WHAT YOU HAVE TO DO: Please render the items below as a JSON list of strings, with one string for each line and blank lines left out.

DATASET RECORDS:
"""

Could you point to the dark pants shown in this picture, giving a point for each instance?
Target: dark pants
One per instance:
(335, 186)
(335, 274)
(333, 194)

"""

SOLUTION TO THIS EXERCISE:
[
  "Could you point to the dark pants shown in this picture, giving a point for each instance?",
  "Target: dark pants",
  "One per instance:",
  "(335, 186)",
  "(335, 274)",
  "(333, 194)"
]